[WORK TO BE COMPLETED] Please retype all of the records below word for word, leaving the pictures out of your answer.

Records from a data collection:
++++++++++++++++++++
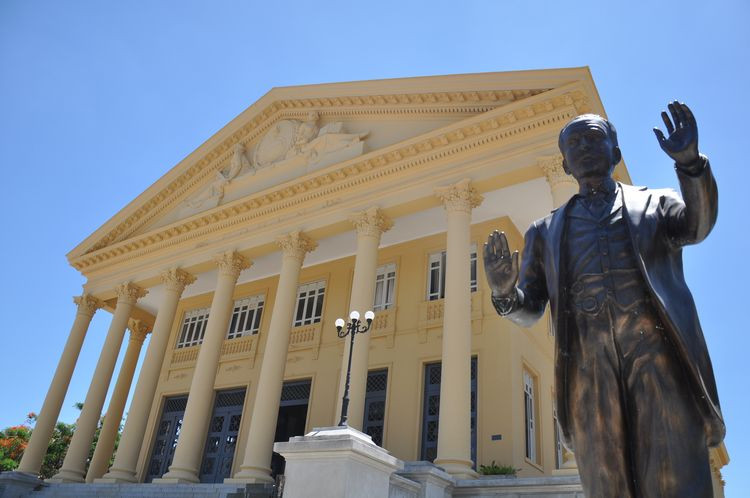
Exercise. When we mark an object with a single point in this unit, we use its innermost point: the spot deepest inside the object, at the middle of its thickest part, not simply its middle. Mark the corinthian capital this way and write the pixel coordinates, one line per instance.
(553, 170)
(231, 263)
(87, 304)
(296, 244)
(176, 279)
(371, 222)
(128, 292)
(461, 196)
(138, 330)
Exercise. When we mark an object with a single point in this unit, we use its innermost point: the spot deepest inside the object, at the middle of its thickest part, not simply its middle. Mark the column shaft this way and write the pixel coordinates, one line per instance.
(454, 432)
(370, 225)
(106, 443)
(126, 458)
(187, 457)
(32, 458)
(256, 464)
(74, 465)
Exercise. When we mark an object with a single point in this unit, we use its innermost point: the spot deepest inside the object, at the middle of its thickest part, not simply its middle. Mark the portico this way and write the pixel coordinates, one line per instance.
(315, 201)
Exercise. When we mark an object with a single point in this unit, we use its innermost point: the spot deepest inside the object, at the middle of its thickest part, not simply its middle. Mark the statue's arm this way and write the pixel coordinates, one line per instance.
(690, 219)
(526, 302)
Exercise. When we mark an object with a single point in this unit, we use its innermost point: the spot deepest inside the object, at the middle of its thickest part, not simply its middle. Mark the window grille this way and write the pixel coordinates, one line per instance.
(374, 418)
(230, 398)
(309, 303)
(436, 273)
(385, 285)
(193, 327)
(296, 392)
(246, 317)
(431, 410)
(530, 416)
(558, 441)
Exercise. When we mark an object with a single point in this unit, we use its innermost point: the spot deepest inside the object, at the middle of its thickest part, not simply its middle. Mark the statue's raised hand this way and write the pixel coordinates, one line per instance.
(500, 266)
(682, 143)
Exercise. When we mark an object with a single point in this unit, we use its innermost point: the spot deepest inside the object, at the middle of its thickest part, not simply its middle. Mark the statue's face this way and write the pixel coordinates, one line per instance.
(588, 150)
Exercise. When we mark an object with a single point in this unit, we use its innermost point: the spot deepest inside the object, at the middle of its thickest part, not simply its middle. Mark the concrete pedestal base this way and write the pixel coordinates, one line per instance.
(336, 462)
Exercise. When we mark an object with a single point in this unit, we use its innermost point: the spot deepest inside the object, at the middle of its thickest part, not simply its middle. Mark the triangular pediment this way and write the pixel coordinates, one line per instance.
(304, 132)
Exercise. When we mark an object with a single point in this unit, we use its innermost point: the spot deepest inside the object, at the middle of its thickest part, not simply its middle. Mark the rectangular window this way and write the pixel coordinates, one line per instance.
(193, 327)
(385, 285)
(530, 415)
(436, 274)
(246, 316)
(431, 410)
(310, 303)
(558, 441)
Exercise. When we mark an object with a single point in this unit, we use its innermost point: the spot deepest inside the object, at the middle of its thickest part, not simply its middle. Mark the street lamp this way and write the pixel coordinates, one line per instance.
(352, 328)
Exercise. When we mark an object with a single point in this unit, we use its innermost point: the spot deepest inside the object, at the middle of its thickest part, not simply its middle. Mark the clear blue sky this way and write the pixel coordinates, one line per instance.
(99, 99)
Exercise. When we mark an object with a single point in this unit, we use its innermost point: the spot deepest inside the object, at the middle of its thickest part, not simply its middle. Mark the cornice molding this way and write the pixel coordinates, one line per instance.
(461, 196)
(231, 263)
(296, 244)
(376, 165)
(87, 304)
(129, 293)
(371, 222)
(552, 168)
(138, 330)
(474, 102)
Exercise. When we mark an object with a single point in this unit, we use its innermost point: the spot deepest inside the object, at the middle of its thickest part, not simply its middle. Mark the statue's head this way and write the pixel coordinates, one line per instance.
(589, 147)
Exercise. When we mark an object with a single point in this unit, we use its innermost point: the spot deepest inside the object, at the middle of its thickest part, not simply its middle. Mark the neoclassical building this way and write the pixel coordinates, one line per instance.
(315, 201)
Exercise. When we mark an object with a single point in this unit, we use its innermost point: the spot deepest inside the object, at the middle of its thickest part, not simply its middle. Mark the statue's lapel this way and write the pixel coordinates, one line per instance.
(635, 202)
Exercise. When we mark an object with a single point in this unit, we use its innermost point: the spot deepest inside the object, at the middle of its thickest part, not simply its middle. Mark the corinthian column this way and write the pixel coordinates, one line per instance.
(370, 226)
(454, 431)
(187, 456)
(562, 185)
(106, 443)
(256, 464)
(32, 458)
(74, 465)
(126, 458)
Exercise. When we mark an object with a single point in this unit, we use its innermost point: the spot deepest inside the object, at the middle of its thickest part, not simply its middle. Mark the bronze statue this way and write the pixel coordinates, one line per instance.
(635, 390)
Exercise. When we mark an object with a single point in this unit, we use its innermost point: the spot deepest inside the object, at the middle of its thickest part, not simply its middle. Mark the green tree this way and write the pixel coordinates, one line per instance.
(14, 440)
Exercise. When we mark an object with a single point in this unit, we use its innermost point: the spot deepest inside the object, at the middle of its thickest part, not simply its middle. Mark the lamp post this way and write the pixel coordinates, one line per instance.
(352, 328)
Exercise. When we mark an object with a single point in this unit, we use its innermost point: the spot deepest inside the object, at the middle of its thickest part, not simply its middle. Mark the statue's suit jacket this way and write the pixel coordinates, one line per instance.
(660, 223)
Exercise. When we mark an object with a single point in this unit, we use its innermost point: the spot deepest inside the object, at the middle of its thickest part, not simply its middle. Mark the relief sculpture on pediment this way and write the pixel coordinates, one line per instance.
(214, 193)
(290, 144)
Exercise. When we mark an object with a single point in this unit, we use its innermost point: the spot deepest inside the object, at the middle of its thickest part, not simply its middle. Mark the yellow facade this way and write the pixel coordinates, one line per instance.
(304, 161)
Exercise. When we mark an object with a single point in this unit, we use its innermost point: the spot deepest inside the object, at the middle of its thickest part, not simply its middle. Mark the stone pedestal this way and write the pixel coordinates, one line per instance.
(336, 462)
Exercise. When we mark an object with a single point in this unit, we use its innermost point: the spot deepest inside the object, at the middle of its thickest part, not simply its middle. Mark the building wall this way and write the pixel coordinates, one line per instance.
(403, 346)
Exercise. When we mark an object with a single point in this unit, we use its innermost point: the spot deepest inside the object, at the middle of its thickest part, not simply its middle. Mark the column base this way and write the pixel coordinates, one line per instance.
(336, 461)
(177, 475)
(457, 467)
(117, 476)
(251, 475)
(15, 484)
(66, 476)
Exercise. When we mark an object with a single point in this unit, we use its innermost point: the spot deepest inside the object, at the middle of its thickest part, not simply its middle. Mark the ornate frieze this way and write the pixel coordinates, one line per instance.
(461, 196)
(552, 168)
(138, 330)
(473, 102)
(296, 244)
(128, 292)
(392, 161)
(371, 222)
(87, 304)
(231, 263)
(176, 279)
++++++++++++++++++++
[FINAL ANSWER]
Exercise. When we mark an object with a single point in this unit, we use its innermost point: the spot deepest inside the object, at the middle of its thickest part, not simply its middle. Mark the corinthian capital this way and write the pixel coordinates, one line per instance.
(553, 170)
(231, 263)
(87, 304)
(296, 244)
(176, 279)
(371, 222)
(128, 292)
(461, 196)
(138, 330)
Exercise. When we mark an object with a single point in this unit, we use its innermost point: the spot deepest inside the object, at the middle of its thickest part, not simply its middle. Mark the column shaft this way and write the pixel coordinates, one line per instance.
(454, 432)
(370, 225)
(106, 443)
(126, 458)
(187, 457)
(32, 458)
(256, 464)
(74, 465)
Exercise. When we mark an object with a single point in this unit, we use its innermost point: the spot deepest inside the object, at the middle of its thickest part, not simply its middle. Mark the portico this way and write the pixel coordinates, one line per instance.
(315, 201)
Exercise. When we mark an object with a single point in this unit, we use its innermost point: the spot deepest inside the object, at the middle of its thickest part, not simply its middle. Mark the statue's arm this way and write the pixel coordinates, one line per instance.
(690, 219)
(526, 302)
Exercise. When we mark an object with a single point in this unit, we use its innermost point: the spot deepest inside the object, at the middle of its thickest part, not simply its middle. Mark the window grille this way and write the pixel coordinates, one line per instance.
(374, 418)
(230, 398)
(309, 303)
(436, 273)
(385, 285)
(193, 327)
(296, 392)
(246, 317)
(431, 410)
(530, 416)
(558, 441)
Exercise. When we mark an object with a single point in this unit, we use its innermost point: the spot deepest inside the object, at the middle of its thickest part, not simply its middle. Mark the statue's raised hand this way and write the pixel coordinates, one line per instance.
(500, 266)
(682, 143)
Exercise. When we mark an object with a single point in this unit, we use its innermost point: the spot deepest inside the object, at the middle of its thickest part, not simply its middle. Mark the statue's face this way and write the pixel coordinates, one line per instance.
(588, 150)
Exercise. When we mark an object with a single point in this unit, we use its innermost point: the spot deepest inside the object, at the middle of its thickest part, not simply its middle. Mark the concrete pedestal base this way and write the pixel coordinates, one line per instance.
(336, 462)
Exercise. When we mark an object with a single point in this unit, we use its innermost point: the spot deepest inside the object, at the middle of its thickest part, not simply its middle. Mark the triangular pediment this way and write the pixel coordinates, one line per instance.
(304, 132)
Exercise. When we mark an object with a single point in this unit, we use its innermost point: the spot deepest inside the object, at the middle of its thickest part, not simply its middle. Mark the rectangular window this way and write the pixel coordinates, one line per instance.
(193, 327)
(385, 285)
(530, 415)
(436, 274)
(246, 316)
(431, 410)
(310, 303)
(558, 441)
Exercise. When we mark an object with a single point in this unit, we use its innermost point: the spot deepest inside the object, at the middle of its thickest part, not simply its middle. Mark the street lamp this way and write the pixel coordinates, one line per instance.
(352, 328)
Exercise. When we mark an object with a single point in this unit, we use its innermost point: the spot deepest inside the object, at the middle of its thickest part, not simply its middle. Mark the clear blue sky this way and write the pixel coordinates, one line per instance.
(99, 99)
Exercise. When we mark an object with a single point in this unit, we use its innermost point: the spot deepest inside the object, at the middle of its thickest part, not simply its middle. Mark the cornice molding this way and write the pixel coordinates, one line per instance.
(461, 196)
(231, 263)
(296, 244)
(376, 165)
(87, 304)
(129, 293)
(371, 222)
(552, 168)
(138, 330)
(474, 102)
Exercise. When we mark an object with a single point in this unit, we use its innermost point: the spot deepest inside the object, at the middle of its thickest part, not simply its middle. Mark the statue's head this way and write the pixel coordinates, one line per instance.
(589, 147)
Exercise. When we mark an object with a single point in this unit, we use its innermost point: the spot deepest inside the object, at the middle of its thickest part, not simply its middle. Mark the neoclassical building this way and write the pixel coordinates, one line per instance.
(315, 201)
Exercise. When we mark an object with a single point in this unit, we use its innermost point: the spot deepest inside the object, at the middle of its thickest part, not simply its middle. Mark the statue's lapel this way and write the pixel coordinates, one line per instance.
(635, 202)
Exercise. When we mark an object with a single point in this unit, we use its innermost point: the spot deepest inside the object, at the middle of its thickest part, not simply its middle. Mark the corinthian column this way and write the pixel coordinates, one line per instance.
(370, 226)
(454, 431)
(187, 456)
(562, 185)
(106, 443)
(256, 464)
(32, 458)
(74, 465)
(126, 458)
Exercise. When we mark an object with a single point in this unit, we use its innermost point: the spot deepest inside the object, at the middle of its thickest part, not simply its middle. Mark the bronze statue this way and write the pixel coordinates, one line per instance.
(635, 390)
Exercise. When we mark an object with a single point in this unit, we use its innermost point: the spot deepest inside the object, at the middle of its thickest part, not simply its middle. Mark the green tree this way and write the pixel coordinates, one line per instance.
(14, 440)
Exercise. When we mark an object with a single point in this unit, we use its innermost point: the spot deepest inside the object, at the middle of its thickest part, not simply its middle. Mark the lamp post this way and write the pixel coordinates, one line per instance.
(352, 328)
Exercise. When we mark an object with a single point in this unit, we use its innermost point: the spot deepest inside the object, at the middle of its thickest part, not simply its middle. Mark the statue's suit jacket this way and write the pixel coordinates, one line per instance.
(660, 223)
Exercise. When we mark an object with a single point in this unit, we use its innermost point: the spot deepest inside the object, at the middle of its thickest part, not simply its middle. Mark the relief sculpture on pediment this way and write the pixel coordinates, one line per instance.
(214, 193)
(290, 144)
Exercise. When we mark an object with a single point in this unit, we use its innermost point: the spot deepest inside the object, at the middle of its thickest part, not simply its middle. Mark the yellow facade this way and write the pixel coordinates, one line per instance.
(304, 161)
Exercise. When we mark an object with a single point in this unit, we use its innermost point: the spot deepest inside the object, at the middle of its thickest part, not simply its middle. Mark the stone pedestal this way and write the pixel coordinates, one line per instance.
(336, 462)
Exercise. When we mark an object with a single point in this unit, we use its innermost point: the spot deepest inside the object, at the middle of its thickest part, not simply its middle. Mark the building wall this way and write the pixel coordinates, one line per instance.
(403, 346)
Exercise. When we mark an object with a single point in this unit, we use its innermost point: the spot deepest inside the object, at the middle of its thickest part, not simply its middle. Mark the column base this way and write the pixel coordinates, one line per instance.
(336, 461)
(177, 475)
(457, 467)
(117, 476)
(251, 475)
(15, 484)
(66, 476)
Exercise. When we mark an object with a single point in this unit, we use its innermost point: the spot deepest inside the object, at the middle of its thickest part, not simply its middle. Mark the ornate frieze this way and write the pixel coordinates, one line per instance.
(461, 196)
(552, 168)
(138, 330)
(473, 102)
(296, 244)
(128, 292)
(392, 161)
(371, 222)
(87, 304)
(231, 263)
(176, 279)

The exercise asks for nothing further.